→ Requirements
Present every line of the entries below as a Markdown table with two columns, Row and Line. Number each row and leave out any blank lines.

→ Available records
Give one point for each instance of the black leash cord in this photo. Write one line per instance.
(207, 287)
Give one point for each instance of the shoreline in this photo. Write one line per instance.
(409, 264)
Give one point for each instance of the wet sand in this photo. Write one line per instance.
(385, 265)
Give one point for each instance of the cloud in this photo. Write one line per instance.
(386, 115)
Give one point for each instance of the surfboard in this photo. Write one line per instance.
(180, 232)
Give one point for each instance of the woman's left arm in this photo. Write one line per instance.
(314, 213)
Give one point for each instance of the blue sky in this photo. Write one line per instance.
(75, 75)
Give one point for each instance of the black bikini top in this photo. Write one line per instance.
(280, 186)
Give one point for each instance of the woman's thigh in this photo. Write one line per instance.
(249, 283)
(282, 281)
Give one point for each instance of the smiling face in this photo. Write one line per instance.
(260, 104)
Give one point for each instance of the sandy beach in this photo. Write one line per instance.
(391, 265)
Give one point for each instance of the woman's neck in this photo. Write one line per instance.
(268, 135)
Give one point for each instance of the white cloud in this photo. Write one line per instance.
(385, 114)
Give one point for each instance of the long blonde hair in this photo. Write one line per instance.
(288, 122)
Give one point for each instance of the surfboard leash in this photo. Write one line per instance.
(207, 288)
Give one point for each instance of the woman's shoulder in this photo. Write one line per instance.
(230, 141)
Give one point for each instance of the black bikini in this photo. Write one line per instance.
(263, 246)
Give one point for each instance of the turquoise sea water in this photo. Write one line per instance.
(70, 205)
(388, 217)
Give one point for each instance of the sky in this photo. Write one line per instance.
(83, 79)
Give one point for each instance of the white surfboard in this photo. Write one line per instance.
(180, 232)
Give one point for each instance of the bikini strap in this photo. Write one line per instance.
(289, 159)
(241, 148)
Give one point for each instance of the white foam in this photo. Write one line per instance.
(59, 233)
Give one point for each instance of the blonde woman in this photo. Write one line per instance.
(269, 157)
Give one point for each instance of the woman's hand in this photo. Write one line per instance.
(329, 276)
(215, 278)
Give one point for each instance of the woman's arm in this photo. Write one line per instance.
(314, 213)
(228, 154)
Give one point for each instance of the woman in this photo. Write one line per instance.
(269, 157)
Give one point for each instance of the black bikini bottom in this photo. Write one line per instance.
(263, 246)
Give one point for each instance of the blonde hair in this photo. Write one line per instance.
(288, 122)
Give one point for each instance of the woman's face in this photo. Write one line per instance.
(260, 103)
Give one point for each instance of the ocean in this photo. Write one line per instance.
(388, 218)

→ Full answer
| Row | Line |
|---|---|
| 1 | Give one point for each instance of the black leash cord in this photo. Write one line per instance. |
| 2 | (207, 287) |
| 3 | Give one point for each instance of the shoreline in this photo. Write one line per instance. |
| 4 | (409, 264) |
| 5 | Give one point for each instance of the wet sand in this photo. Write one line per instance. |
| 6 | (385, 265) |
| 7 | Give one point for each instance of the cloud in this photo. Write one line per instance. |
| 8 | (386, 115) |
| 9 | Give one point for each instance of the surfboard in this photo. Write one line per instance. |
| 10 | (180, 232) |
| 11 | Give one point for each instance of the woman's left arm in this photo. Write one line per instance. |
| 12 | (314, 213) |
| 13 | Give one point for each instance of the blue sky in this photo. Write one line per instance. |
| 14 | (75, 75) |
| 15 | Give one point for each instance of the black bikini top in this photo. Write one line per instance. |
| 16 | (280, 186) |
| 17 | Give one point for each instance of the woman's thigh in this photo. Write one line per instance. |
| 18 | (249, 283) |
| 19 | (282, 281) |
| 20 | Give one point for each instance of the smiling face in this photo. Write one line per instance. |
| 21 | (260, 104) |
| 22 | Give one point for each instance of the sandy beach in this photo. Write one line per instance. |
| 23 | (391, 265) |
| 24 | Give one point for each instance of the woman's neck in this photo. Write one line per instance. |
| 25 | (268, 135) |
| 26 | Give one point for each instance of the white cloud in this photo. Write one line per instance. |
| 27 | (385, 114) |
| 28 | Give one point for each instance of the long blonde hair in this photo. Write one line per instance. |
| 29 | (288, 122) |
| 30 | Give one point for each instance of the surfboard leash in this photo. Write one line per instance. |
| 31 | (207, 288) |
| 32 | Give one point for each instance of the woman's shoulder in this photo. Write one line per instance. |
| 33 | (230, 141) |
| 34 | Give one point for each instance of the black bikini in this photo. Write one line per instance. |
| 35 | (263, 246) |
| 36 | Give one point for each instance of the turquoise sea water in this photo. Write one line per instance. |
| 37 | (70, 205) |
| 38 | (388, 217) |
| 39 | Give one point for each instance of the sky in this photo. Write one line per instance. |
| 40 | (83, 79) |
| 41 | Give one point for each instance of the white surfboard in this photo. Write one line per instance. |
| 42 | (180, 232) |
| 43 | Give one point for each instance of the bikini strap in this photo. Write one line per instance. |
| 44 | (289, 159) |
| 45 | (241, 148) |
| 46 | Give one point for each instance of the white foam in this photo. Write one line per instance. |
| 47 | (59, 233) |
| 48 | Give one point for each instance of the blonde woman in this photo. Write one line per instance. |
| 49 | (269, 157) |
| 50 | Give one point for each instance of the woman's hand in this photo. Write one line per instance. |
| 51 | (329, 276) |
| 52 | (215, 278) |
| 53 | Give one point for each instance of the woman's arm in this photo. Write one line per instance. |
| 54 | (314, 213) |
| 55 | (228, 154) |
| 56 | Give one point for each instance of the woman in this photo. Write one line per instance. |
| 57 | (269, 157) |
| 58 | Give one point for each instance of the black bikini bottom in this photo. Write one line per instance. |
| 59 | (263, 246) |
| 60 | Give one point for each instance of the blonde hair in this photo. Write one line per instance. |
| 61 | (288, 122) |
| 62 | Give one point for each instance of the woman's face in this photo. Write one line per instance. |
| 63 | (260, 103) |
| 64 | Give one point for each instance of the ocean in this photo. Write one line per instance. |
| 65 | (388, 218) |